**Written problem 1**
Rewrite the forum thread on static site generators, starting with "Ask HN: What" and going on through "helpful. I'm sold.", with "friendly" changed to "welcoming".

**Source excerpt**
— START —
Ask HN: What is your favorite system for static website generation? - jaytaylor

Do you use a static website generator other than Jekyll or Hyde?  And if you use Hyde, what are your thoughts on new version (v0.8.8 https:&#x2F;&#x2F;github.com&#x2F;hyde&#x2F;hyde) compared to &quot;classic&quot; (v0.5.3 https:&#x2F;&#x2F;github.com&#x2F;lakshmivyas&#x2F;hyde)?
======
mitchtbaum
Pelican
([https://github.com/getpelican/pelican](https://github.com/getpelican/pelican))
is a great static site generator. I really like the power of content metadata.
The plugins are good, and development is ongoing. To top it off, the users on
IRC are friendly and helpful. I'm sold.

------
amitu
I love djangothis,
[https://github.com/amitu/djangothis](https://github.com/amitu/djangothis).
[http://amitu.com/2013/09/djangothis-for-
blogging/](http://amitu.com/2013/09/djangothis-for-blogging/).

I am biased because I built it, but if you like jekyll, but prefer
django/python, you should give djangothis a try.

------
ElongatedTowel
I'm using one I wrote myself. I'm not sure if it makes sense to ever release
it, seeing that there are already over 9000 more mature generators out there,
but I'm trying to solve some problems I've had with others, which mostly are:

* A simple interface (Unlike e.g. Pelican, which uses Makefiles to prettify it's command line interface)
— END —
**Given entries**
— START —
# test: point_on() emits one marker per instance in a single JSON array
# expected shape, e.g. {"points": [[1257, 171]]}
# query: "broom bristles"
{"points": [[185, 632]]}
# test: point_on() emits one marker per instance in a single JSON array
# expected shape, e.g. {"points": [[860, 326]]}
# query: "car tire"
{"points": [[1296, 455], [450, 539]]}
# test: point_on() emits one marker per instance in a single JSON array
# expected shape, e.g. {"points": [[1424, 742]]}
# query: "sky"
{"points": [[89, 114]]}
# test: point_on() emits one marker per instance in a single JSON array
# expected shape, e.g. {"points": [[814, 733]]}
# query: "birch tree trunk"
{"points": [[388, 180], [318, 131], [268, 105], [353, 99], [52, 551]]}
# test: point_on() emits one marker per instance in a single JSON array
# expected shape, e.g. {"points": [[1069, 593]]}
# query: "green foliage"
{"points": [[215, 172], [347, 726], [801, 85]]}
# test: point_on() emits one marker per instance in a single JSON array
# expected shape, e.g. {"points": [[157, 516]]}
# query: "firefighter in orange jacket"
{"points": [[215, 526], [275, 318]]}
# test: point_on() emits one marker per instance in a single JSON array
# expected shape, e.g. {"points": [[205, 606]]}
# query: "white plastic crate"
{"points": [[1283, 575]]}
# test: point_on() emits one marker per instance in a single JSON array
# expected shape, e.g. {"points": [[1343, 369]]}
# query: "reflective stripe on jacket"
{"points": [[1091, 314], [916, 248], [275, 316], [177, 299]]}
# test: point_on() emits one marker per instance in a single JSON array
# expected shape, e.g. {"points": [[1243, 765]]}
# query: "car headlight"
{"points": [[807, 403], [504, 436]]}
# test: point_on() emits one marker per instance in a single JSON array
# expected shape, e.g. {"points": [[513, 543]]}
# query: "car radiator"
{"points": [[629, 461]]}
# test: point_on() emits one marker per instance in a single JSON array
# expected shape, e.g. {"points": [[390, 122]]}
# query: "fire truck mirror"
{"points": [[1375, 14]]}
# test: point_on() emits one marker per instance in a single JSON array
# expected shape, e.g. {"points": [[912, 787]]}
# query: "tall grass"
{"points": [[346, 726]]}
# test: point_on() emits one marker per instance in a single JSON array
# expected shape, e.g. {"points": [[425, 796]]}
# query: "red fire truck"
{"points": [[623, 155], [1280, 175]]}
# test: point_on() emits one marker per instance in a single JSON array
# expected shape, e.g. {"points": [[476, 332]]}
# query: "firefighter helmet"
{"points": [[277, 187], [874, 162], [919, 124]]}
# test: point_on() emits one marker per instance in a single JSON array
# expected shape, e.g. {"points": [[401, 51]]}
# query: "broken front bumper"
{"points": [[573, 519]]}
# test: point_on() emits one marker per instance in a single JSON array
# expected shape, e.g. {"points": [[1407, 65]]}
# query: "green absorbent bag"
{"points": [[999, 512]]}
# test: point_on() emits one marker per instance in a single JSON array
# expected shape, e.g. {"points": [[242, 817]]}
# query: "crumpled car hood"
— END —
**Written problem 2**
Determine how many lines of the listing contain the string "truck". State only the number.

**Written answer 1**
Ask HN: What is your favorite system for static website generation? - jaytaylor

Do you use a static website generator other than Jekyll or Hyde?  And if you use Hyde, what are your thoughts on new version (v0.8.8 https:&#x2F;&#x2F;github.com&#x2F;hyde&#x2F;hyde) compared to &quot;classic&quot; (v0.5.3 https:&#x2F;&#x2F;github.com&#x2F;lakshmivyas&#x2F;hyde)?
======
mitchtbaum
Pelican
([https://github.com/getpelican/pelican](https://github.com/getpelican/pelican))
is a great static site generator. I really like the power of content metadata.
The plugins are good, and development is ongoing. To top it off, the users on
IRC are welcoming and helpful. I'm sold.

**Written answer 2**
2